Exercise directions — Return the records word for word. Any pictures in them are not part of the copy.
== Segment start ==
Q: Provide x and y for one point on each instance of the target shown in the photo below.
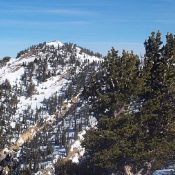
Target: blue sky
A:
(94, 24)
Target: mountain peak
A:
(55, 43)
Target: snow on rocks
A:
(55, 44)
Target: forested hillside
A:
(67, 111)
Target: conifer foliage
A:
(134, 105)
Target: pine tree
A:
(140, 137)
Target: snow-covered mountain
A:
(43, 116)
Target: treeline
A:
(134, 103)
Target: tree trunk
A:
(128, 170)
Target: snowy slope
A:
(54, 70)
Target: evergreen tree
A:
(140, 137)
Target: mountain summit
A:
(42, 113)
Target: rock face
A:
(41, 109)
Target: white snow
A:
(55, 44)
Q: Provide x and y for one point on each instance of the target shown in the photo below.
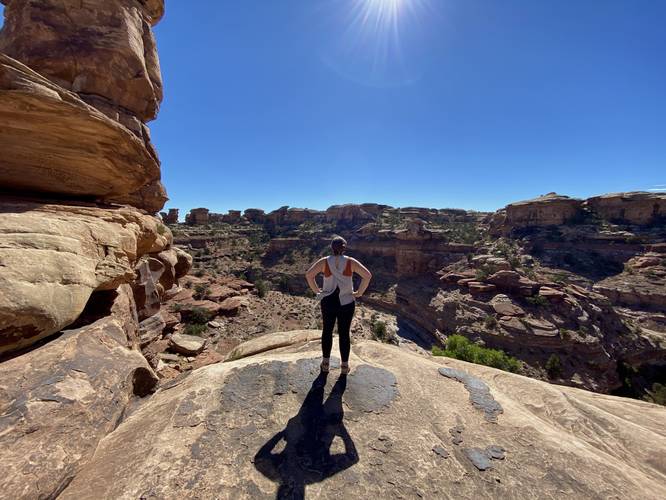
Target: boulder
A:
== Segment end ==
Written response —
Q: Provide x and y for one point on each instance of the target shown in the photo below.
Target: blue sky
A:
(94, 24)
Target: mountain peak
A:
(55, 43)
Target: snow on rocks
A:
(55, 44)
Target: forested hillside
A:
(67, 111)
Target: conifer foliage
A:
(134, 105)
Target: pine tree
A:
(140, 137)
Target: snow-covered mountain
A:
(43, 116)
Target: treeline
A:
(134, 103)
Target: tree trunk
A:
(128, 170)
Target: snowy slope
A:
(54, 70)
Target: evergreen tree
A:
(140, 137)
Target: mountain summit
A:
(42, 113)
Target: rock face
A:
(41, 109)
Target: white snow
A:
(55, 44)
Q: Provide x and y for one point on each instance of the target shown in the photo below.
Target: boulder
A:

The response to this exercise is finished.